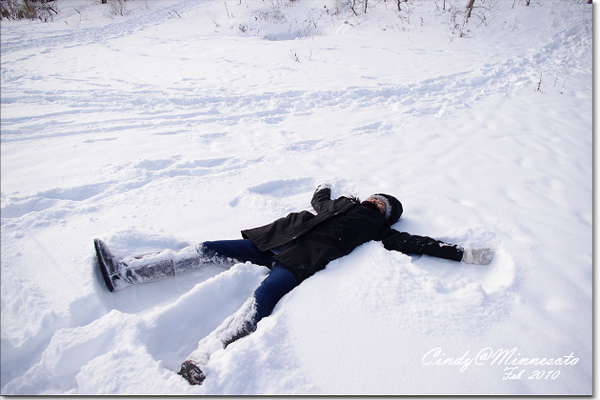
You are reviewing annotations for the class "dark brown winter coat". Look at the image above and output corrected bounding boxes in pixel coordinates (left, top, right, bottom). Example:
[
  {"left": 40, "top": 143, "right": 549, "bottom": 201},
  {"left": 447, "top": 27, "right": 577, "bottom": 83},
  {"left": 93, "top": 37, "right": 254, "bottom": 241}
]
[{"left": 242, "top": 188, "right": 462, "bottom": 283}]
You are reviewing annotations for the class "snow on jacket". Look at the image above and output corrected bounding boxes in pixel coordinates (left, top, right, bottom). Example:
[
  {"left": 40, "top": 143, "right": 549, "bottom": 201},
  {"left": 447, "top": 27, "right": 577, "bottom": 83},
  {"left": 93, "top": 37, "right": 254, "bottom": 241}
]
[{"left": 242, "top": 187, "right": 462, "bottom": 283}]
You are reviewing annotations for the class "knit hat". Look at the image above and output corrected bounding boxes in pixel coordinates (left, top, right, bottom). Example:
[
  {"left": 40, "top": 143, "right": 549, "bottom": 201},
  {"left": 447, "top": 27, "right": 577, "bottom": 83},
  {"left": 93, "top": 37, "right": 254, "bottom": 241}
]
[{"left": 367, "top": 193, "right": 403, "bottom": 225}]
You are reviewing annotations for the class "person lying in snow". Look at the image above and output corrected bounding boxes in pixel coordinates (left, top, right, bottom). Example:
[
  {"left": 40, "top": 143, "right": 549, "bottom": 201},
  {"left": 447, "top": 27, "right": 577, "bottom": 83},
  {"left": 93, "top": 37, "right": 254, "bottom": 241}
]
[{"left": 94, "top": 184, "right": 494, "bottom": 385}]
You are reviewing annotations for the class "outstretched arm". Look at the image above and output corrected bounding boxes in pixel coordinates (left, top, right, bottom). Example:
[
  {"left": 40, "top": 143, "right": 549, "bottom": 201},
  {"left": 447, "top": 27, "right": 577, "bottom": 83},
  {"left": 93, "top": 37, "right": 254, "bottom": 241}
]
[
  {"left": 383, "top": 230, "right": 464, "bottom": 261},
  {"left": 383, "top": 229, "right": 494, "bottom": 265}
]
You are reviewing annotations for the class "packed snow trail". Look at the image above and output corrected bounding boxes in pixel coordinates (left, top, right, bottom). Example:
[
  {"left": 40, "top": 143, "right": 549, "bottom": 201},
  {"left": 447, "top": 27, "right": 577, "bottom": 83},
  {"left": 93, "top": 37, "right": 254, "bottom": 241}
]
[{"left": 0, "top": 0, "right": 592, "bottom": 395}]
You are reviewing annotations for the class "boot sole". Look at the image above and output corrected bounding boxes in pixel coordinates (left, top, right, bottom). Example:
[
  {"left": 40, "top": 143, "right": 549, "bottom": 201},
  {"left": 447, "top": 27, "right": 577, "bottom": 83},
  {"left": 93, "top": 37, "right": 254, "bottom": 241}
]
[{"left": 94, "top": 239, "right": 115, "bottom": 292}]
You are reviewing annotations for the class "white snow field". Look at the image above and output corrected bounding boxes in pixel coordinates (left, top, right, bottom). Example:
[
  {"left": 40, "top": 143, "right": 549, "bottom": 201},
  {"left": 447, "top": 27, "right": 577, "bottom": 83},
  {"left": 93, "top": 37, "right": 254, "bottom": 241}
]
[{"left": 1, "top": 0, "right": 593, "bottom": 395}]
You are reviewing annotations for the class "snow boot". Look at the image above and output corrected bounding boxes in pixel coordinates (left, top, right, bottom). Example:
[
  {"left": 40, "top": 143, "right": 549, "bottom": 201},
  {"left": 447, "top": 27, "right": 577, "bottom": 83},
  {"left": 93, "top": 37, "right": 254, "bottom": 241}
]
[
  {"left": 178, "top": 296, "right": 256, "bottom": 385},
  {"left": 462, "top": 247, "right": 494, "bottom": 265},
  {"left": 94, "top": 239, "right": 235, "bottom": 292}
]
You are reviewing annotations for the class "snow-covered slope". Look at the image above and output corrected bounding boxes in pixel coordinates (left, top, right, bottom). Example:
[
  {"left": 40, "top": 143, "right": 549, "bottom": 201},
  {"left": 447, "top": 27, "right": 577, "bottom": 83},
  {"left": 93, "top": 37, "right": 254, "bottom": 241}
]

------------------------

Given exercise
Every record above should be transcribed exactly; the pictures stay out of the copy.

Exercise answer
You are reviewing annotations for the class "dark brown winter coat". Look at the image above and output corrected bounding boxes in pixel coordinates (left, top, right, bottom). Example:
[
  {"left": 40, "top": 143, "right": 549, "bottom": 201},
  {"left": 447, "top": 27, "right": 577, "bottom": 83},
  {"left": 93, "top": 37, "right": 254, "bottom": 241}
]
[{"left": 242, "top": 188, "right": 462, "bottom": 283}]
You are reviewing annotations for the class "snow on jacket". Look at the image above and output corrected bounding boxes in pixel coordinates (left, top, right, bottom). Example:
[
  {"left": 40, "top": 143, "right": 549, "bottom": 201},
  {"left": 447, "top": 27, "right": 577, "bottom": 83},
  {"left": 93, "top": 37, "right": 254, "bottom": 241}
]
[{"left": 242, "top": 187, "right": 462, "bottom": 283}]
You are reviewing annotations for the class "knit hat". Look at the image above and output corrected bounding boxes in pixel coordinates (left, top, right, bottom). Example:
[
  {"left": 40, "top": 143, "right": 549, "bottom": 201},
  {"left": 447, "top": 27, "right": 577, "bottom": 83},
  {"left": 93, "top": 37, "right": 254, "bottom": 241}
]
[{"left": 367, "top": 193, "right": 403, "bottom": 225}]
You are reviewing annotations for the class "person lying in snow". Look at the image above and output corrected bounding boxes in pixel coordinates (left, top, right, bottom). Example:
[
  {"left": 40, "top": 143, "right": 549, "bottom": 201},
  {"left": 447, "top": 27, "right": 577, "bottom": 83},
  {"left": 93, "top": 37, "right": 254, "bottom": 241}
]
[{"left": 94, "top": 184, "right": 494, "bottom": 385}]
You are reviewing annotations for the class "outstretched arm". Look at the image above and output corrected bounding boxes in pixel coordinates (left, top, right, bottom). Example:
[
  {"left": 40, "top": 143, "right": 549, "bottom": 201},
  {"left": 447, "top": 27, "right": 577, "bottom": 83},
  {"left": 93, "top": 37, "right": 254, "bottom": 241}
]
[
  {"left": 383, "top": 230, "right": 464, "bottom": 261},
  {"left": 383, "top": 229, "right": 494, "bottom": 265}
]
You are reviewing annotations for the class "packed snow trail". Look at the image above and output corrected bounding boxes in pixel coordinates (left, top, right, bottom). Example:
[
  {"left": 40, "top": 143, "right": 549, "bottom": 201},
  {"left": 447, "top": 27, "right": 577, "bottom": 83},
  {"left": 93, "top": 37, "right": 254, "bottom": 241}
]
[{"left": 0, "top": 0, "right": 592, "bottom": 395}]
You are reviewing annotations for the class "boot sole". Look at the image above and output corrected bounding boxes in pixel coordinates (left, top, right, bottom). Example:
[
  {"left": 40, "top": 143, "right": 549, "bottom": 201},
  {"left": 447, "top": 27, "right": 577, "bottom": 83},
  {"left": 93, "top": 37, "right": 254, "bottom": 241}
]
[{"left": 94, "top": 239, "right": 115, "bottom": 292}]
You are reviewing annotations for the class "white snow field". Look at the image above and output corrected bounding boxes in pixel coordinates (left, top, right, bottom). Example:
[
  {"left": 40, "top": 143, "right": 549, "bottom": 201},
  {"left": 447, "top": 27, "right": 577, "bottom": 83},
  {"left": 93, "top": 37, "right": 254, "bottom": 241}
]
[{"left": 1, "top": 0, "right": 593, "bottom": 395}]
You are reviewing annotations for the class "snow boot". Look at the image above and output corrected bounding boxes in pixel coordinates (left, top, right, bottom). Example:
[
  {"left": 40, "top": 143, "right": 549, "bottom": 201},
  {"left": 447, "top": 27, "right": 577, "bottom": 83},
  {"left": 93, "top": 37, "right": 254, "bottom": 241}
]
[
  {"left": 178, "top": 296, "right": 256, "bottom": 385},
  {"left": 462, "top": 247, "right": 494, "bottom": 265},
  {"left": 94, "top": 239, "right": 235, "bottom": 292}
]
You are reviewing annotations for the class "snow-covered slope". Look at the image above and output corrected bounding boxes in pixel coordinates (left, top, right, bottom). Example:
[
  {"left": 40, "top": 143, "right": 549, "bottom": 201},
  {"left": 447, "top": 27, "right": 577, "bottom": 83},
  {"left": 93, "top": 37, "right": 254, "bottom": 241}
]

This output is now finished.